_DESCRIPTION OF THE TASK_.
Pull out every line of the records that contains the word "pole", and copy each one in full.

_TASK INPUT_.

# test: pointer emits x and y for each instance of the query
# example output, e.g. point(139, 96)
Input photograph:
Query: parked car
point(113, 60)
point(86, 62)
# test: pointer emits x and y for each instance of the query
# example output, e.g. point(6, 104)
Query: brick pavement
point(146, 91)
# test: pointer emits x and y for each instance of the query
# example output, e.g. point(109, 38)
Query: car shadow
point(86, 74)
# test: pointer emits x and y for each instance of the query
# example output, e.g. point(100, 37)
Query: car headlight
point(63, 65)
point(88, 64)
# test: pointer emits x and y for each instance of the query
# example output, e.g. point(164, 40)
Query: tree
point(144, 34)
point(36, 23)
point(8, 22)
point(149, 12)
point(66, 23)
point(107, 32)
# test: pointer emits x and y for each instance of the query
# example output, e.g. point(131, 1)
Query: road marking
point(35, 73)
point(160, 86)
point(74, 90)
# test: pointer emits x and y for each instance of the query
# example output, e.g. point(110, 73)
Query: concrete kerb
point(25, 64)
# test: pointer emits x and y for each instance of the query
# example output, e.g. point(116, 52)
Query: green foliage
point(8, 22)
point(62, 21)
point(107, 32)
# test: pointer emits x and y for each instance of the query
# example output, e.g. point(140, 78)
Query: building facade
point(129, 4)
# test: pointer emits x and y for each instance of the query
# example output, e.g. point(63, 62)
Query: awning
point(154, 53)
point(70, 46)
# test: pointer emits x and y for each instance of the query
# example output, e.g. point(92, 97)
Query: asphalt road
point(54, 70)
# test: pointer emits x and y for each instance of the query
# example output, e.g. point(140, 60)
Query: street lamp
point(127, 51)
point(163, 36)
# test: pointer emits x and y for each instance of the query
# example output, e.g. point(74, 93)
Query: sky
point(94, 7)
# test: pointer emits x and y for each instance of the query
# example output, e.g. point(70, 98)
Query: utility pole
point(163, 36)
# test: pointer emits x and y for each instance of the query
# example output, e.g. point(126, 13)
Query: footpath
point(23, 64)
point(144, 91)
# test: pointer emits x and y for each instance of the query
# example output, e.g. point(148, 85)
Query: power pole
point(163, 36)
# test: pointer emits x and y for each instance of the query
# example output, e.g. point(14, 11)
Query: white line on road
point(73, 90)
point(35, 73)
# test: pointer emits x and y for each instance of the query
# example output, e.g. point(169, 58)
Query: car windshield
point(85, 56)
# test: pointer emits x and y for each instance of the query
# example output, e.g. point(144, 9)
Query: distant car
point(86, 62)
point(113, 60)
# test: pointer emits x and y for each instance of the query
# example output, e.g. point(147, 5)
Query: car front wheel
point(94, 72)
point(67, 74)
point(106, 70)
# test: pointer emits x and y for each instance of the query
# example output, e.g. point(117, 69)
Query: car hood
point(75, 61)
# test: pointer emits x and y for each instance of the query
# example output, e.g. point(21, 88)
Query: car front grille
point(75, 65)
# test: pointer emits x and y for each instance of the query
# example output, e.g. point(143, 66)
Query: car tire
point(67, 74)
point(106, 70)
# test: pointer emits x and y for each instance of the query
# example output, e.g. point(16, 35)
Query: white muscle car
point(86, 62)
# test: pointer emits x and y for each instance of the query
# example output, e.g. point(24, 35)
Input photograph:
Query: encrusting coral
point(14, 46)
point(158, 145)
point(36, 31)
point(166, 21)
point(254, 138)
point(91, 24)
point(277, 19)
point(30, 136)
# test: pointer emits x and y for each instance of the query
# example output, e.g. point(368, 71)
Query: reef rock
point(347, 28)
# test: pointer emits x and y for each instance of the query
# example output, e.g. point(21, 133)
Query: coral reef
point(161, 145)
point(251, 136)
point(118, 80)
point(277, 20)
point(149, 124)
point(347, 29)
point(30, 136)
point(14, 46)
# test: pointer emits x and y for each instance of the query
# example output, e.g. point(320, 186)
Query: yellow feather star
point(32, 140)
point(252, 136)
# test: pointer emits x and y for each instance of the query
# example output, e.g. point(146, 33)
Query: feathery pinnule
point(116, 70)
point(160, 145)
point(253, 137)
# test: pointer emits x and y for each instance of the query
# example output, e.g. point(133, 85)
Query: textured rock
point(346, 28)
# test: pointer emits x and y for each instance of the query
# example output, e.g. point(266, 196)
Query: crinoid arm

_TASK SOLUTION_.
Query: utility pole
Query: power pole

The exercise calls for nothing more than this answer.